= Task item =
Each record is to be given again precisely as written.

== The records

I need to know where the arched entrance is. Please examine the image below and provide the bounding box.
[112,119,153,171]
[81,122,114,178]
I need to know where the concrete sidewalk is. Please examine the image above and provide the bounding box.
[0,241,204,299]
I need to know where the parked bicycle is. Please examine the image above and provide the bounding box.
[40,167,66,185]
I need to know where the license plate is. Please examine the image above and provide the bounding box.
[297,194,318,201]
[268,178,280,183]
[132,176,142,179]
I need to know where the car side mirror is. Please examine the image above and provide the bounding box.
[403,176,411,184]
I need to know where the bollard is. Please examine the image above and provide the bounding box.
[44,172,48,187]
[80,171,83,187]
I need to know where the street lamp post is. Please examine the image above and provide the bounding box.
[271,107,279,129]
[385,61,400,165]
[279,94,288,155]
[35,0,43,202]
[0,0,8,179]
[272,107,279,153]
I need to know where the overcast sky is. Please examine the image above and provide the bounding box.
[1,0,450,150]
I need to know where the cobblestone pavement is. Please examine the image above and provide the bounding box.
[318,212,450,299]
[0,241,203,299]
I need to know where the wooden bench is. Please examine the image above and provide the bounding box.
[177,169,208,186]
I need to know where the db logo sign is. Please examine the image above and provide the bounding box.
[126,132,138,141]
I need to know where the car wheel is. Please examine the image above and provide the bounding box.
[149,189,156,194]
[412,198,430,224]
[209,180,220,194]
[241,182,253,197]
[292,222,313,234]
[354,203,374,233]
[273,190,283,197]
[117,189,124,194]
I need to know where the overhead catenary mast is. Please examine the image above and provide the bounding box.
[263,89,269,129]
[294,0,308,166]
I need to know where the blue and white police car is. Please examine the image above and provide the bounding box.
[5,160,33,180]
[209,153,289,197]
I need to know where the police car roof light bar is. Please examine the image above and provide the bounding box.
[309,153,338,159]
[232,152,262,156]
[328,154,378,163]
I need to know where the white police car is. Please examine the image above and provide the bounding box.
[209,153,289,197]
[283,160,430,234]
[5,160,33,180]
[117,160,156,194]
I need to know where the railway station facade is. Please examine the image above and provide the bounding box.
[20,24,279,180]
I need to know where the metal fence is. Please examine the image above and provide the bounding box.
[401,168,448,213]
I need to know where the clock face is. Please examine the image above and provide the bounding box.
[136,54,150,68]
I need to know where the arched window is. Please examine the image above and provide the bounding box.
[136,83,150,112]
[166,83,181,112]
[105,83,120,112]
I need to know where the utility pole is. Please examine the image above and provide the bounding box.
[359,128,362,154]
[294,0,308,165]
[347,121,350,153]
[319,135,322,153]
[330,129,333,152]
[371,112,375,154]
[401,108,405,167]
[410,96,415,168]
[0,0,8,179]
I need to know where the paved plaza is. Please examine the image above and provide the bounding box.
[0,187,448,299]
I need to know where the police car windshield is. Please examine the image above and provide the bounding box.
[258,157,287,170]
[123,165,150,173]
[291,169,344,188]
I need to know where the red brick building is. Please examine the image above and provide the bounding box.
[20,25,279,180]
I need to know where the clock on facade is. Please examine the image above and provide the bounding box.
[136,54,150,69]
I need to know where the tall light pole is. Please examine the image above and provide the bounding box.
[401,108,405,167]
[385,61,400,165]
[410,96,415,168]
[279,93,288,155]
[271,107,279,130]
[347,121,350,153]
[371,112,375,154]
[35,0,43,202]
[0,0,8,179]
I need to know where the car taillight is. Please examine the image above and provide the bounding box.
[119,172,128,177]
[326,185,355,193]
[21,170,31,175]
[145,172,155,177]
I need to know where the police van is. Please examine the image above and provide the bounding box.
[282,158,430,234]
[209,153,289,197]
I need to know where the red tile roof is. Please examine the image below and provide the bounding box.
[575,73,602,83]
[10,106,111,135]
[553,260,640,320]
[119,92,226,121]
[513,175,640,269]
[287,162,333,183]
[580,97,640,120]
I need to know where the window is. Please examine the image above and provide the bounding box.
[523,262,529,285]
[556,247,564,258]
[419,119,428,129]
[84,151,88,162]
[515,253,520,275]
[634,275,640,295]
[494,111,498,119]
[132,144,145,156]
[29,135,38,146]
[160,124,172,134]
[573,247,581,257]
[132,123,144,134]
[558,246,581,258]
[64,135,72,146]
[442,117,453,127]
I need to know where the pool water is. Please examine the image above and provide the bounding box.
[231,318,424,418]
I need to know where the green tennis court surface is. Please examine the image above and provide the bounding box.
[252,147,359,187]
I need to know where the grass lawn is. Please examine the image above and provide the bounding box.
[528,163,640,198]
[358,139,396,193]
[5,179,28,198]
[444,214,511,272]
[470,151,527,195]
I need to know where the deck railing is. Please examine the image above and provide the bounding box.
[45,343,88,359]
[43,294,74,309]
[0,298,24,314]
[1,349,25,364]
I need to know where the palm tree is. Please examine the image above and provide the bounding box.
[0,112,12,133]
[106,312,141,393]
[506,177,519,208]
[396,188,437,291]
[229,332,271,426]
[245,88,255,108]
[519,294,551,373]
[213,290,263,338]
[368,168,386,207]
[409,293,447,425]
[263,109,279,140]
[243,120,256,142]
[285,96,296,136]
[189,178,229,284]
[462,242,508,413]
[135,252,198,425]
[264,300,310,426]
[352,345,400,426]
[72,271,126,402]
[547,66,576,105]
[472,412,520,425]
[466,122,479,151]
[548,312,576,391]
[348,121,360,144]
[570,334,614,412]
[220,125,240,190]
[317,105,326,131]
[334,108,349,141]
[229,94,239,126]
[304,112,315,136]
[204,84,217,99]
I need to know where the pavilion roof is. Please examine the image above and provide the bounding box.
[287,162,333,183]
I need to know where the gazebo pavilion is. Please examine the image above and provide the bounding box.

====

= Result =
I need to know where the arched entrance is. Please examine the image below and provide the bounding box.
[112,119,153,171]
[81,122,114,178]
I need to know where the concrete sidewalk is. Please examine the image above and provide the bounding box.
[0,241,204,299]
I need to know where the parked bicycle is. Please examine the image above and provide the bounding box.
[40,167,66,185]
I need to know where the license plate is. Please examine the image above and provide the bounding box.
[297,194,318,201]
[268,178,280,183]
[132,176,142,179]
I need to know where the car side mirror is. Please examine the image above and provide the bounding box.
[403,176,411,184]
I need to know where the bollard is. Please examine the image above and provide the bounding box.
[44,172,48,187]
[80,171,83,187]
I need to know where the street lamp post is. Please examine the image above and provide the bounding box.
[271,107,279,129]
[385,61,400,165]
[279,94,288,155]
[35,0,43,202]
[0,0,8,179]
[272,107,279,153]
I need to know where the overcast sky is. Please examine the image above and provide the bounding box.
[1,0,450,150]
I need to know where the cobblestone pavement is. Please examine the image above and provide the bounding box.
[318,212,450,299]
[0,241,203,299]
I need to know where the wooden bench is. Please examine the image above and provide the bounding box.
[177,169,208,186]
I need to know where the db logo sign is. Please examine the image above and provide the bounding box.
[126,132,138,141]
I need to know where the car wheel is. Please examine the image above and provide the bounding box.
[149,189,156,194]
[412,198,430,224]
[209,180,220,194]
[241,182,253,197]
[292,222,313,234]
[354,203,374,233]
[273,190,283,197]
[117,189,124,194]
I need to know where the overhead catenary mast is. Please examine the image above and provide the bounding box.
[263,89,269,129]
[294,0,308,166]
I need to know where the blue and white police car is. Please examine the image above and provide the bounding box.
[5,160,33,180]
[209,153,289,197]
I need to know where the police car roof light bar is. Please examine the image above and provide the bounding box.
[309,153,338,159]
[232,152,262,156]
[328,154,378,163]
I need to know where the white police car is. Please examine the image above and provide the bounding box.
[209,153,289,197]
[283,160,430,234]
[5,160,33,180]
[117,160,156,194]
I need to know where the railway station facade is. Please examine the image above and provide the bounding box.
[20,24,279,180]
I need to know where the metal fence is. Please examine the image above and provide the bounding box.
[401,168,448,213]
I need to know where the clock face is. Please examine the image above and provide the bounding box.
[136,54,150,68]
I need to know where the arched window is. Please examine the image above and provide the bounding box.
[136,83,150,112]
[166,83,181,112]
[105,83,120,112]
I need to know where the utility pole is. Please examine the image above and provide the bounding box.
[359,128,362,154]
[294,0,308,165]
[347,121,350,153]
[319,135,322,153]
[330,129,333,152]
[371,112,375,154]
[401,108,405,167]
[410,96,415,168]
[0,0,8,179]
I need to know where the paved plaza is. Please examine the image above and provide the bounding box.
[0,187,448,299]
I need to know where the police car windshield is. Please examine the image above and provide the bounding box.
[258,157,287,170]
[123,165,150,173]
[291,169,344,188]
I need to know where the red brick building is. Please examine the image above and provide the bounding box.
[20,25,279,180]
I need to know where the clock on facade is. Please examine the image above and provide the bounding box.
[136,54,150,69]
I need to know where the tall light pole is. Please examine the image above and provide the bounding box.
[401,108,405,167]
[385,61,400,165]
[410,96,415,168]
[279,93,288,155]
[271,107,279,130]
[347,121,350,153]
[371,112,375,154]
[35,0,43,202]
[0,0,8,179]
I need to know where the car taillight is. Please examine the image above and provide the bounding box.
[119,172,128,177]
[326,185,355,193]
[21,170,31,175]
[145,172,155,177]
I need to know where the police van is. Please examine the image above and provide the bounding box.
[282,158,430,234]
[209,153,289,197]
I need to know where the red tile roof is. Please examine the image below and provide the bounding box.
[575,73,602,83]
[10,106,111,135]
[553,260,640,320]
[119,92,226,121]
[513,175,640,269]
[287,162,333,183]
[580,97,640,120]
I need to know where the window is. Please examine the image above and provide the bounding box.
[523,262,529,285]
[556,247,564,258]
[419,119,428,129]
[84,151,88,162]
[515,253,520,275]
[634,275,640,295]
[494,111,498,119]
[132,144,145,156]
[29,135,38,146]
[160,124,172,134]
[573,247,581,257]
[132,123,144,134]
[558,246,581,258]
[64,135,72,146]
[442,117,453,127]
I need to know where the pool water is. Please examine the image above and provide the bounding box.
[231,318,424,418]
I need to know where the green tennis court surface is. Please examine the image above and provide the bounding box.
[252,147,359,187]
I need to know where the grass lawn is. Please examine the image above and provide the bounding box.
[528,163,640,198]
[358,139,396,193]
[5,179,28,198]
[444,214,511,272]
[470,151,527,195]
I need to know where the deck railing is. Please examine the image above and provide the bounding box.
[45,343,88,359]
[43,294,74,309]
[0,298,24,314]
[1,349,25,364]
I need to know where the palm tree is. Please examine the image above and provide the bounding box.
[0,112,12,133]
[106,312,141,393]
[506,177,519,208]
[396,188,437,291]
[229,332,271,426]
[245,88,255,108]
[519,294,551,373]
[213,290,263,338]
[368,168,386,207]
[409,293,447,425]
[263,109,279,140]
[243,120,256,142]
[285,96,296,136]
[189,178,229,284]
[462,242,508,413]
[135,252,198,425]
[264,300,310,426]
[352,345,400,426]
[72,271,126,402]
[547,66,576,105]
[472,412,520,425]
[466,122,479,151]
[548,312,576,391]
[348,121,360,144]
[570,334,614,412]
[220,125,240,190]
[317,105,326,131]
[334,108,349,141]
[229,94,239,126]
[304,112,315,136]
[204,84,217,99]
I need to know where the pavilion roof is. Please examine the image above and provide the bounding box.
[287,162,333,183]
I need to know where the gazebo pavilion is. Please examine the image above and provide the bounding box.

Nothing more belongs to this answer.